### Reading text
-- Opening Marker --

A Modest Theory of Ghosts
Have you ever visited a place where you felt creeped-out and afterward found out that there was substance to your feeling—a living room where a wife had murdered her husband with a kitchen cleaver, a bedroom where a mentally disturbed relative had been locked for thirty years, that spot on the bridge where a heartbroken teenager had jumped? We critical-thinking sort usually attribute that haunted feeling to a suggestion beforehand we didn't quite catch consciously, the body language of a person in the know with us, or a meal that didn't exactly settle right. We are especially vulnerable if we have been told the story, in other words, prepped beforehand.
Scientists have proposed that the sighting of ghosts could be due to optical illusions, a change in the geomagnetic field stimulating the brain's temporal lobe, waking dream hallucinations, carbon monoxide poisoning, degenerative brain disease, or simply the human tendency to find patterns in random events. Given the concept of ghosts is universal, I believe these explanations, though probably containing an element of truth, are inadequate.

-- Closing Marker --

### Tasks for this exercise
A – In the essay on ghosts, when does the writer say people are especially vulnerable to a haunted feeling?
B – From the essay on ghosts, extract the passage between "Scientists have proposed" and "truth, are inadequate.", inclusive.
C – Extend the essay on ghosts, picking up after its final sentence.
The records come from a separate source, unrelated to the essay on ghosts.

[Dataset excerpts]
-- Opening Marker --

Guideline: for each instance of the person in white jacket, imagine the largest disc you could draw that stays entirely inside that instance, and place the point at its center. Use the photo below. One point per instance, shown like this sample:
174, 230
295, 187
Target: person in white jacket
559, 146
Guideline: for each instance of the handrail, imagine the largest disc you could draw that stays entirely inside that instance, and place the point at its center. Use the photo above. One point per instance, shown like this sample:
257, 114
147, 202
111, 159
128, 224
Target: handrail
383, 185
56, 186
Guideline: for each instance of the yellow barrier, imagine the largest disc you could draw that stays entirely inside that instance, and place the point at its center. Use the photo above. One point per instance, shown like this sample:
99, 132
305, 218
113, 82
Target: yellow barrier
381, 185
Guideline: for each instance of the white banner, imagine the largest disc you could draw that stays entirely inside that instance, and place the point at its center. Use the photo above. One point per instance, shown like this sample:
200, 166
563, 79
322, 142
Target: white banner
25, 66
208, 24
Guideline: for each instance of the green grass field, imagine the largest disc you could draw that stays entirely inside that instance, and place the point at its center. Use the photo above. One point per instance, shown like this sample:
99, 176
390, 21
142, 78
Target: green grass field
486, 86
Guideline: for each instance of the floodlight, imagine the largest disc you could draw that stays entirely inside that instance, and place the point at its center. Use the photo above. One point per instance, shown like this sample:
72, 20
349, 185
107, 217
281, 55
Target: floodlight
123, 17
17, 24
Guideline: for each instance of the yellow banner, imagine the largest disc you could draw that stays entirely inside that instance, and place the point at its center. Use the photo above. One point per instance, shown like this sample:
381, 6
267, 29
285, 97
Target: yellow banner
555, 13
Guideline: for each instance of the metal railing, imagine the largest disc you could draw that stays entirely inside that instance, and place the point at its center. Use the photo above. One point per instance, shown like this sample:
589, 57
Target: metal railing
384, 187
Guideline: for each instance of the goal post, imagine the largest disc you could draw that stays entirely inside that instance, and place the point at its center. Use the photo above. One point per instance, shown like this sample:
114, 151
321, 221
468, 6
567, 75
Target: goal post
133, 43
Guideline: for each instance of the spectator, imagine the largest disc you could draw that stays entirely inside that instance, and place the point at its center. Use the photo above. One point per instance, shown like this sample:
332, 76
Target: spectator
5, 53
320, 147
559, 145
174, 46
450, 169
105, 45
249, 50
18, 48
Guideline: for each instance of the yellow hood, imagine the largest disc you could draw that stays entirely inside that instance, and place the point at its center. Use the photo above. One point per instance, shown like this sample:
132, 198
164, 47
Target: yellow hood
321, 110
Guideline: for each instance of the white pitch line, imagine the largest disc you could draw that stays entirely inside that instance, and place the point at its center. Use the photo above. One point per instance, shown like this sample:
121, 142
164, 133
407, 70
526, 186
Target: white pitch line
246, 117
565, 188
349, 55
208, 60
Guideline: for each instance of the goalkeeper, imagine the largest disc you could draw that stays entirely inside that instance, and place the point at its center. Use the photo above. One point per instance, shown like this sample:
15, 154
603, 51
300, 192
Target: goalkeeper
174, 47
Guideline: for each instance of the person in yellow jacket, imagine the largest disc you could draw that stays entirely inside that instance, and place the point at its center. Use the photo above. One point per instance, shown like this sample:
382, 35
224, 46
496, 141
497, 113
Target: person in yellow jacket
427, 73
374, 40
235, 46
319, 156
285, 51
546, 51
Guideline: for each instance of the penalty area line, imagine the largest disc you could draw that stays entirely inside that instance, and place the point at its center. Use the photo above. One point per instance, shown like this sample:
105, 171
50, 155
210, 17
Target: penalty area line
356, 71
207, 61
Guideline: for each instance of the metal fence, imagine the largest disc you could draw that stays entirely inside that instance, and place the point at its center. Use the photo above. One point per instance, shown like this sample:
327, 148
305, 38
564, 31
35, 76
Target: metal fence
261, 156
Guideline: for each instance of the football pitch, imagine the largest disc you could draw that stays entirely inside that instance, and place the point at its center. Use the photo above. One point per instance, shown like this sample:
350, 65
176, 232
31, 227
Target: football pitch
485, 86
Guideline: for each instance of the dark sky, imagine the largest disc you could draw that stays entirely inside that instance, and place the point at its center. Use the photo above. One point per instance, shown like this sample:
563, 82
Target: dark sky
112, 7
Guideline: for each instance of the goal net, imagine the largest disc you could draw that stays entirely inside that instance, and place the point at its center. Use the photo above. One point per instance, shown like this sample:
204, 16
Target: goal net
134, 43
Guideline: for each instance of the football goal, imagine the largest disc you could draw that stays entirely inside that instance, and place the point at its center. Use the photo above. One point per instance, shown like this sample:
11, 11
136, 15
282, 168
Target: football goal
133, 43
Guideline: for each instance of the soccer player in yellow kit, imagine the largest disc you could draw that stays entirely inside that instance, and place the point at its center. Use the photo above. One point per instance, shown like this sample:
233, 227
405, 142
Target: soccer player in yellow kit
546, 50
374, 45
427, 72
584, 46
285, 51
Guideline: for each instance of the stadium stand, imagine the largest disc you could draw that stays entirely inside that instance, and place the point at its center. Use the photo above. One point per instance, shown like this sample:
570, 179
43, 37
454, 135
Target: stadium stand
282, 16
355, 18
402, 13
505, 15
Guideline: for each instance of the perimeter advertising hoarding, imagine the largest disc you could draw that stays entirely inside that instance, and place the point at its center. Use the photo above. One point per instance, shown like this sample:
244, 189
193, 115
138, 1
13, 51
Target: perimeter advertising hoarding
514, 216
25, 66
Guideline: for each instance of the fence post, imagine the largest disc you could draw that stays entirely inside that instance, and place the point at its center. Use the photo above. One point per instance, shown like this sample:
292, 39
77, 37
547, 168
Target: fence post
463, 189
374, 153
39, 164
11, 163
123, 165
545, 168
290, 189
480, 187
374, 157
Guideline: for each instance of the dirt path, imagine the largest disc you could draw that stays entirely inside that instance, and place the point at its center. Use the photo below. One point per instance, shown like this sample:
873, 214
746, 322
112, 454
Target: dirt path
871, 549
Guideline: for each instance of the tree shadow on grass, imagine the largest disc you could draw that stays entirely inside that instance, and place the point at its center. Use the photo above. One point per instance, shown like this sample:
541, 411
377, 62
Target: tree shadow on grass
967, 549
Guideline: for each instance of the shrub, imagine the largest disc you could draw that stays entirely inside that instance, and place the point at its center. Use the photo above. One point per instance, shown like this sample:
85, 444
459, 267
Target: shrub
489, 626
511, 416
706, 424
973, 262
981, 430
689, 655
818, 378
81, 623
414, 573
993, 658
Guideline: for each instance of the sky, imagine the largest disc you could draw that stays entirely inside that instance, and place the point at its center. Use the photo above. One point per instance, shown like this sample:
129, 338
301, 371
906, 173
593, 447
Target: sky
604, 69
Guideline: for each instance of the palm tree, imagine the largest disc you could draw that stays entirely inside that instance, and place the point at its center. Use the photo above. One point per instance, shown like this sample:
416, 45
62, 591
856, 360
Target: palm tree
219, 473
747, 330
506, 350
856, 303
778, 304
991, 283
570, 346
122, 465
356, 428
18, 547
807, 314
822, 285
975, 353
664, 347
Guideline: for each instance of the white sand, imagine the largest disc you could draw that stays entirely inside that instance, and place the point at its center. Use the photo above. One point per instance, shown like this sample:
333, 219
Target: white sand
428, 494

-- Closing Marker --

### Results by task
A – When they have been told the story, or prepped, beforehand.

B –
Scientists have proposed that the sighting of ghosts could be due to optical illusions, a change in the geomagnetic field stimulating the brain's temporal lobe, waking dream hallucinations, carbon monoxide poisoning, degenerative brain disease, or simply the human tendency to find patterns in random events. Given the concept of ghosts is universal, I believe these explanations, though probably containing an element of truth, are inadequate.

C –
My father, who had spent fifty years selling real estate and was not a superstitious man, claimed that it was difficult to sell a house where a traumatic event had taken place. As a teenager, I was once given the job of cleaning off crazy scrawlings from the walls of such a house. A middle-class, middle-aged couple had owned—nothing exceptional about them. It was in a neighborhood a notch up from average. Then the husband, for no apparent reason, attempted to kill his wife. The mad graffiti revealed the disintegration of his personality. Eventually, he was committed to a mental institution. After a few years, he died. I could barely stand being inside the house. It was difficult to sell. I assumed my unease was caused by my imagination playing off the story of the madness and the strange writings. Then I changed my mind.
I am fully capable of scaring myself. Yet, throughout my life, the creepy feeling that later turned out to have some basis in an event has occurred too often to be attributed solely to my imagination.
We smell the molecules of fear. As stated in an October 2017 article in Discover: "smelling the body odor of stressed-out people ups our vigilance, while the odor of people who had just watched something disgusting makes our faces twist in disgust. In MRI scans, people sniffing the sweat from first-time parachute jumpers lit up the brain's left amygdala, where basic emotions are processed, suggesting fear is contagious, too." That is not the whole story. Also, critically, the article explains: "Olfactory nerves do not proceed directly to the brain's thalamus, the gateway to consciousness. Instead, information feeds from the nose to cortical areas to arouse emotions and memories without our awareness. When it comes to smells, people can be influenced and not realize it." In other words, the molecules we do not register consciously become feelings.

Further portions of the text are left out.